WORK ORDER
Can you reproduce the Walter Reed column word for word, starting at "A little more" and ending at "of the tracks."?
Top of TEXT BLOCK
Walter Reed scandal: hey, if you're a grunt, you expect the Army to treat you bad
Caste Out At Walter Reed -- by Henry Allen/Washington Post
I'd guess that most veterans were as angry as I was on learning that combat-maimed soldiers have been warehoused and forgotten among roaches, rodents and mold at Walter Reed Army Medical Center.
I'd also guess they weren't entirely surprised. That's because most veterans are enlisted. So was every one of the maltreated Building 18 soldiers and Marines quoted in The Post's revelations of the Walter Reed mess. When you're enlisted you get used to being treated certain ways by certain officers. Every outfit has them.
A little more than 80 percent of the military is enlisted. The enlisted are the privates, corporals, specialists, airmen, seamen and sergeants who have to salute and say "sir" to an elite called officers: lieutenants, commanders, captains, majors, colonels, generals and admirals. The officers wear the white collars, the enlisted wear blue. The two classes live on different sides of the tracks.
So a lot of veterans may well have accepted the neglect of their fellow enlisted at Walter Reed. They may even have shrugged off news that one patient had to show a Purple Heart to prove that he had served in Iraq when he asked for a uniform to replace the one he left behind on a bloody stretcher. They might not be surprised to learn of superiors chewing out Purple Heart recipients for showing up at their medal presentations in gym clothes after the military failed to provide them with uniforms. As veterans know, officers and even some senior enlisted will yell at you for things like that.
The government is investigating. It investigated the systematic atrocities at Abu Ghraib, too, and the only soldiers prosecuted were enlisted. Early on in the Walter Reed scandal, Army Secretary Francis Harvey blamed negligence on the enlisted, saying: "We had some NCOs who weren't doing their job, period." So it's hard for a lot of veterans to expect that an investigation will ask about the possibility that a simple truth came into play: Officers running the hospital may have ignored the squalor their troops were living in because they believed from long experience that they could.
Bottom of TEXT BLOCK
Top of RECORD SET
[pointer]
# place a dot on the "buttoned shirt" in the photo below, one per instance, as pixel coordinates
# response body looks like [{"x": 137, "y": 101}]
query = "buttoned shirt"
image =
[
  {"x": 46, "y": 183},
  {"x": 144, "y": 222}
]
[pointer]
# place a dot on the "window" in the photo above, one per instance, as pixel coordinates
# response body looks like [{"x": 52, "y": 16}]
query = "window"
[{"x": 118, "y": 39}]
Bottom of RECORD SET
REPLY
A little more than 80 percent of the military is enlisted. The enlisted are the privates, corporals, specialists, airmen, seamen and sergeants who have to salute and say "sir" to an elite called officers: lieutenants, commanders, captains, majors, colonels, generals and admirals. The officers wear the white collars, the enlisted wear blue. The two classes live on different sides of the tracks.